--- Exercise material Enclosed Below ---

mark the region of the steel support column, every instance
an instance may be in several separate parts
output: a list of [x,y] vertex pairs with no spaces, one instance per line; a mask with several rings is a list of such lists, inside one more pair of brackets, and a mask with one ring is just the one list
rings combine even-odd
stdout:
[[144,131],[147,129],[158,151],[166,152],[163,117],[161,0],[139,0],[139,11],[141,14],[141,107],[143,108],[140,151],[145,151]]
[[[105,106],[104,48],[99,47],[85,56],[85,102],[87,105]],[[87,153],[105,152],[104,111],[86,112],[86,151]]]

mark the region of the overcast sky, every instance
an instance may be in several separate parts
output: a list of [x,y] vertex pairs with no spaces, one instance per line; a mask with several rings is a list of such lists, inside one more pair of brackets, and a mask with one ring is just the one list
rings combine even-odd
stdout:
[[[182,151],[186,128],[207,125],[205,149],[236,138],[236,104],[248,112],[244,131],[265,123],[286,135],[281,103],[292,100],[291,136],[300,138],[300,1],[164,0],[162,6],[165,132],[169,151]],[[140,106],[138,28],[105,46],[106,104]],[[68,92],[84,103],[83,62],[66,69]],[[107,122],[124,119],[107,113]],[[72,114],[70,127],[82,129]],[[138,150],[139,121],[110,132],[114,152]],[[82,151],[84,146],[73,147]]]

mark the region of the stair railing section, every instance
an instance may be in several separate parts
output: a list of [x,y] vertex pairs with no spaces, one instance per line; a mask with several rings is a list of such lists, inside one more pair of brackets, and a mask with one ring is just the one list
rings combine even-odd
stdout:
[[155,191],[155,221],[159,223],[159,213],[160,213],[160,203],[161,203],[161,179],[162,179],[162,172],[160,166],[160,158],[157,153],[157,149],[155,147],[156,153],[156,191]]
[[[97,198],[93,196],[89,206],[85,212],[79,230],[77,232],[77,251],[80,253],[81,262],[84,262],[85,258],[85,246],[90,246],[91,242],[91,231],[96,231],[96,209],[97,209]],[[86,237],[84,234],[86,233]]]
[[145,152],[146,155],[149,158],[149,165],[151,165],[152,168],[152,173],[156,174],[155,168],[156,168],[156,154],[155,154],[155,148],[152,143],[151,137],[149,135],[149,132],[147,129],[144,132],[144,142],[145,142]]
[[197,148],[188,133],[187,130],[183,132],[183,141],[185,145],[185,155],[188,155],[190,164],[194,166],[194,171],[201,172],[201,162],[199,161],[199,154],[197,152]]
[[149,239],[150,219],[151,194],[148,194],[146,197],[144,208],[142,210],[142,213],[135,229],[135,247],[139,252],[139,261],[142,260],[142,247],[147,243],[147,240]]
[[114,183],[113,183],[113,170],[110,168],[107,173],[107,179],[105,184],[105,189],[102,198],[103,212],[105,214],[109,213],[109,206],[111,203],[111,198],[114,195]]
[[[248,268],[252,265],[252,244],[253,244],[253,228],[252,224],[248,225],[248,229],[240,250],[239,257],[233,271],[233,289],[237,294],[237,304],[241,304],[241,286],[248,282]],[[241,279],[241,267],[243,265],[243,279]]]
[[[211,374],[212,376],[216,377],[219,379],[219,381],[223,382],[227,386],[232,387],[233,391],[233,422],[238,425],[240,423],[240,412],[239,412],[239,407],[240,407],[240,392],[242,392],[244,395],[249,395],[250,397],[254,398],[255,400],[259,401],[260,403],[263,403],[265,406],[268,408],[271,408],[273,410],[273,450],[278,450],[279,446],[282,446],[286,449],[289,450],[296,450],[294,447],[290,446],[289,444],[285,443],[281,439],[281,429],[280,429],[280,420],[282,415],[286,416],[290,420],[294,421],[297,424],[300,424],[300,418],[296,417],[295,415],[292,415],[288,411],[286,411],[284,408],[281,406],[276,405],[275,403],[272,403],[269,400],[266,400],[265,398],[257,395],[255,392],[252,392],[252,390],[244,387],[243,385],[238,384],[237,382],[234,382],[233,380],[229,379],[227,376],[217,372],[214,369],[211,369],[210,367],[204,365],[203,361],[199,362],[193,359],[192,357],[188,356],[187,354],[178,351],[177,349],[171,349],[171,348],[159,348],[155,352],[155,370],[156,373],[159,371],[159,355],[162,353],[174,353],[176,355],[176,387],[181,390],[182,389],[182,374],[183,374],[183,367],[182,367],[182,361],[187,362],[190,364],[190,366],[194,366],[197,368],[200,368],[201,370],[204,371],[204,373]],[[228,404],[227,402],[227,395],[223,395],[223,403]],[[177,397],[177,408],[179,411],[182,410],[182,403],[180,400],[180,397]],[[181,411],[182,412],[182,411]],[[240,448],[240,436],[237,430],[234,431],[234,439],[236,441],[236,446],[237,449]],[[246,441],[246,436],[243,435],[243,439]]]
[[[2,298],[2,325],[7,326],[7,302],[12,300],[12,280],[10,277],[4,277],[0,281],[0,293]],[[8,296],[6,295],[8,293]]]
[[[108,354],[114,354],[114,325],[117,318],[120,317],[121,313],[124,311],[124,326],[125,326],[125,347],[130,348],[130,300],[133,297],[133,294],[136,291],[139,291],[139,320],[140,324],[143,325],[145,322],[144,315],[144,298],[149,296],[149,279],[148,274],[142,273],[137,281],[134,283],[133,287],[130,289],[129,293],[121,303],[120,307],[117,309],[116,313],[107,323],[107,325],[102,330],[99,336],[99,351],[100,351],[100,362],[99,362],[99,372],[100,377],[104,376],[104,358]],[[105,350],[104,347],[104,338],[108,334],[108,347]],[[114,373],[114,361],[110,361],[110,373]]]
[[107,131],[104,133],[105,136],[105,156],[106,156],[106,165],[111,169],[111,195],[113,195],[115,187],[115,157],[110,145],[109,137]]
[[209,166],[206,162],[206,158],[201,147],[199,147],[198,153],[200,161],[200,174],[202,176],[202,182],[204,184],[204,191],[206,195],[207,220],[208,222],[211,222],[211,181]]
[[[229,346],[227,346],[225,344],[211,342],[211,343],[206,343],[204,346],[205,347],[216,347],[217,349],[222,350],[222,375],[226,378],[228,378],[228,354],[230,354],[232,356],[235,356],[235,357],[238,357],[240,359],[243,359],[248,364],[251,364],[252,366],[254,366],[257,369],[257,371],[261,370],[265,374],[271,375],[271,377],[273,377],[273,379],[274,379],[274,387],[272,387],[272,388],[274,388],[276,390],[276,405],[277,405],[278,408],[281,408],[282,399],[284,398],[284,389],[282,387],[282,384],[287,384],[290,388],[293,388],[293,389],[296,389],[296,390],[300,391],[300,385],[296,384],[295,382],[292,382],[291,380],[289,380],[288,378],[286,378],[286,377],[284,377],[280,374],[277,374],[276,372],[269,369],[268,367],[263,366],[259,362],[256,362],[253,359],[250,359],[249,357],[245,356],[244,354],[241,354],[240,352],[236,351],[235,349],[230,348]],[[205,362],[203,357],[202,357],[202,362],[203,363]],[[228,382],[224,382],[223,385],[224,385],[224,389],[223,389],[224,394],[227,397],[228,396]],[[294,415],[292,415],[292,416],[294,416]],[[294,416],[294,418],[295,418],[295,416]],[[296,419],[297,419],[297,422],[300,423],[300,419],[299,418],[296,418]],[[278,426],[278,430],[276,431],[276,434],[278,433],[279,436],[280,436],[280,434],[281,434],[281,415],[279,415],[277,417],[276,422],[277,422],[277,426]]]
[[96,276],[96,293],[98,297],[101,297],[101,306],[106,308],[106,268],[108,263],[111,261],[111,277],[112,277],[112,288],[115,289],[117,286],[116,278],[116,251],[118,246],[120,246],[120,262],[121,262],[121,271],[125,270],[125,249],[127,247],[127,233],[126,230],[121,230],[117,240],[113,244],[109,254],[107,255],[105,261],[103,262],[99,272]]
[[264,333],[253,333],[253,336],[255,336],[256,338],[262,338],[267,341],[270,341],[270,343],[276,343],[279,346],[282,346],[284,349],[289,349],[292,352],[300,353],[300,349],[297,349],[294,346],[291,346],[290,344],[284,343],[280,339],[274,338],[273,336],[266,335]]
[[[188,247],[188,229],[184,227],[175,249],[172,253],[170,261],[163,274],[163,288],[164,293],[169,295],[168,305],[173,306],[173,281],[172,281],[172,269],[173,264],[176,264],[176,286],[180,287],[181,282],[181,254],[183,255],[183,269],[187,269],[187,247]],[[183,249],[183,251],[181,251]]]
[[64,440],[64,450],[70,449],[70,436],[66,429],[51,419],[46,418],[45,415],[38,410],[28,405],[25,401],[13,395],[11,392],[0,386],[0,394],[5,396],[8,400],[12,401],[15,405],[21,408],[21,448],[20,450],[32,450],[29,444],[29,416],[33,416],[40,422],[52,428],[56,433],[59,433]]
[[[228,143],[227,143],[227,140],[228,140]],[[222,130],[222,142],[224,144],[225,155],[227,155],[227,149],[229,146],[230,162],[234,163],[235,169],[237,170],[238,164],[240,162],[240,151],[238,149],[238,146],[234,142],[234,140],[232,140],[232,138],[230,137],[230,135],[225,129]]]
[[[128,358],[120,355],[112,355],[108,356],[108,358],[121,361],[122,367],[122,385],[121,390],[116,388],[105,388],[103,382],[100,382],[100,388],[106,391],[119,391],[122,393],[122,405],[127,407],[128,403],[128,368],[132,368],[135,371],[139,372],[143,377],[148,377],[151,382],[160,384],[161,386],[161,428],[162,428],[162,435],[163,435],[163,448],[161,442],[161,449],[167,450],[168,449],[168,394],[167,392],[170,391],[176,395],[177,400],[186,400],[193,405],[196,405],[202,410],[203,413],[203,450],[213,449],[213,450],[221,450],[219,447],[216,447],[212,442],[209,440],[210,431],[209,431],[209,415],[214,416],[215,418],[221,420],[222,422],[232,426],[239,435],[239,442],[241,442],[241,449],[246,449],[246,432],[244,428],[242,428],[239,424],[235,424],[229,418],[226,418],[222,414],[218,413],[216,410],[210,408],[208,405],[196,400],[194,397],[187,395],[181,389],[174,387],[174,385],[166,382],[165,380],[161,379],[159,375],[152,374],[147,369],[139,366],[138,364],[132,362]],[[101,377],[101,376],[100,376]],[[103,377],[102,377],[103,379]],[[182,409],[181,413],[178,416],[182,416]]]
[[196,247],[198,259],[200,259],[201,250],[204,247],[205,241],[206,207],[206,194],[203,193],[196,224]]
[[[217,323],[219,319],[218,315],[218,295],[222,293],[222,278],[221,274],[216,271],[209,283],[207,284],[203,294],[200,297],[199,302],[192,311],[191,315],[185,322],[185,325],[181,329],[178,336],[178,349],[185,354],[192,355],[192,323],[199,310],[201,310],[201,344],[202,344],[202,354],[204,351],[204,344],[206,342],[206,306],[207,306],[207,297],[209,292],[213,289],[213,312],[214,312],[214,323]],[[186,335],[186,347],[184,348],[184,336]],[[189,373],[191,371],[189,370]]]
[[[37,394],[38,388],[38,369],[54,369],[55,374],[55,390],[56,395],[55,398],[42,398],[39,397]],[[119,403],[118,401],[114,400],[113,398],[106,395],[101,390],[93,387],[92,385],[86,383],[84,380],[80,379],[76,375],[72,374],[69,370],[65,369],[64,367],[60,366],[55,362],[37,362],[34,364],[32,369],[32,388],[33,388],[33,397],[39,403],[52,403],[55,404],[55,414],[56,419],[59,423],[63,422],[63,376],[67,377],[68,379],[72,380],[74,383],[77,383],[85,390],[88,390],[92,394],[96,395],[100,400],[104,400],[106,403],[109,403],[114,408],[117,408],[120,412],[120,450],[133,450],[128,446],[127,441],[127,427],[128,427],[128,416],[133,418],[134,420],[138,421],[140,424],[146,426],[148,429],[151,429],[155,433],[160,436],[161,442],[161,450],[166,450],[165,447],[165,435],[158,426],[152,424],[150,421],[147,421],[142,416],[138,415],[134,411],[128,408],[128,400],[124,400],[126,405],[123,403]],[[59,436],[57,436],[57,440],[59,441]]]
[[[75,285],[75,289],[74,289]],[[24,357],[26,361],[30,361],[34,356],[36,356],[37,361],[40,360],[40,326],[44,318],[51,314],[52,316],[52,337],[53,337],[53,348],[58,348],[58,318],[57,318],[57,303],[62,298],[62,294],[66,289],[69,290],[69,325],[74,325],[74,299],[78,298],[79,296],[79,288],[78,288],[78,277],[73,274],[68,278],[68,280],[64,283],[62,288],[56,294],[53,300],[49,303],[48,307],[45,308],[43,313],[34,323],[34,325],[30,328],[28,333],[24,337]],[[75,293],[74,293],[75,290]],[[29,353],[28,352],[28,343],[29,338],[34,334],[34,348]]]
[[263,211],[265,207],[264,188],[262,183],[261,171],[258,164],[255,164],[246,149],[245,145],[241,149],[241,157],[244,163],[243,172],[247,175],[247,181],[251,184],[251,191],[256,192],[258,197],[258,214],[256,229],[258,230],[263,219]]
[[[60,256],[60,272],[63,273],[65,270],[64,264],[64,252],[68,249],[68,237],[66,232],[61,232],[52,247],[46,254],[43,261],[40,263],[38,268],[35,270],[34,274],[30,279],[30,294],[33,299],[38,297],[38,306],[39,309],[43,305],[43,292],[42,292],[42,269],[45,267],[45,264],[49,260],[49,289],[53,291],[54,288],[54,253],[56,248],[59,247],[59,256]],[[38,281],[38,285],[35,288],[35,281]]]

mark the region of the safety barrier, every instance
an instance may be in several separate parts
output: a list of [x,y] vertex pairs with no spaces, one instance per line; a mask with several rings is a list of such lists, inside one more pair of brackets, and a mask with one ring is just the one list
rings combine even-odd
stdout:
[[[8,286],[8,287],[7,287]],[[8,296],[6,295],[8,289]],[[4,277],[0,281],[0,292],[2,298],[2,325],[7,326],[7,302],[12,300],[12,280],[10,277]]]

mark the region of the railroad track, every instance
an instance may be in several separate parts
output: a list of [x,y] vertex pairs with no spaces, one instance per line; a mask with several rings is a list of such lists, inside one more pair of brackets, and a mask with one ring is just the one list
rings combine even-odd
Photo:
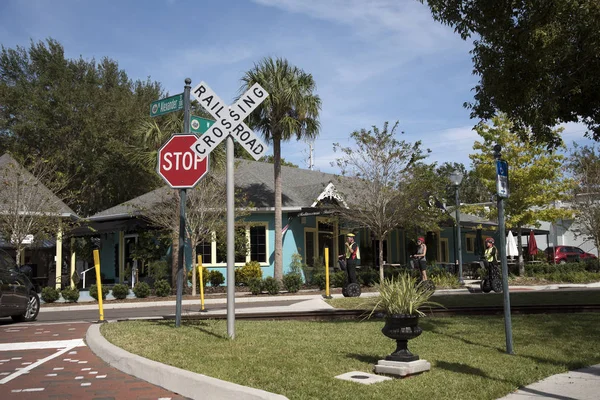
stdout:
[[[543,305],[543,306],[511,306],[511,314],[560,314],[600,312],[600,304],[583,305]],[[236,314],[236,320],[333,320],[333,319],[363,319],[368,313],[365,310],[322,310],[322,311],[291,311],[263,312]],[[432,308],[426,312],[429,316],[450,317],[453,315],[502,315],[504,307],[448,307]],[[374,314],[375,318],[383,318],[383,314]],[[175,316],[164,316],[164,319],[175,319]],[[226,319],[226,314],[220,315],[186,315],[183,320]]]

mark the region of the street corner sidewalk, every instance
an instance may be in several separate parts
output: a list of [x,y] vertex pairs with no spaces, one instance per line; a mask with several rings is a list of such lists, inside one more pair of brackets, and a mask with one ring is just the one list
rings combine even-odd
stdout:
[[596,400],[600,392],[600,364],[552,375],[498,400]]

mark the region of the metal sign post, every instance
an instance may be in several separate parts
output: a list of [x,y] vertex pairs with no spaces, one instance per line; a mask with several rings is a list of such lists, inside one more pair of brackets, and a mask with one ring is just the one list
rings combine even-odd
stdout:
[[[200,157],[207,157],[215,147],[227,139],[227,335],[235,338],[235,185],[233,164],[233,138],[249,152],[255,160],[267,151],[267,146],[243,122],[262,103],[267,93],[258,83],[240,96],[232,106],[223,100],[204,82],[192,90],[200,105],[214,118],[215,123],[198,138],[191,149]],[[200,126],[198,121],[198,126]]]
[[[500,159],[502,146],[494,146],[496,159],[496,182],[498,188],[498,230],[500,231],[500,260],[502,263],[502,294],[504,296],[504,331],[506,334],[506,353],[514,354],[512,323],[510,316],[510,294],[508,292],[508,263],[506,261],[506,229],[504,225],[504,198],[508,197],[508,163]],[[502,184],[501,184],[502,183]]]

--- End of Enclosed Exercise material ---

Your assignment:
Among the entries above, find the line with "mark the region of the street" and the line with "mark the region of the metal"; give again exactly these two lines and all lines between them.

Completed task:
mark the region of the street corner sidewalk, every instance
an instance may be in several separate parts
output: a list of [x,y] vertex pairs with no spaces, one instance per line; a mask with several rings is a list of such lists, inside one more pair of brackets, and a mask with one ring is just the one list
rings combine even-odd
stdout:
[[596,400],[600,392],[600,364],[552,375],[498,400]]

mark the region of the metal sign post, every instance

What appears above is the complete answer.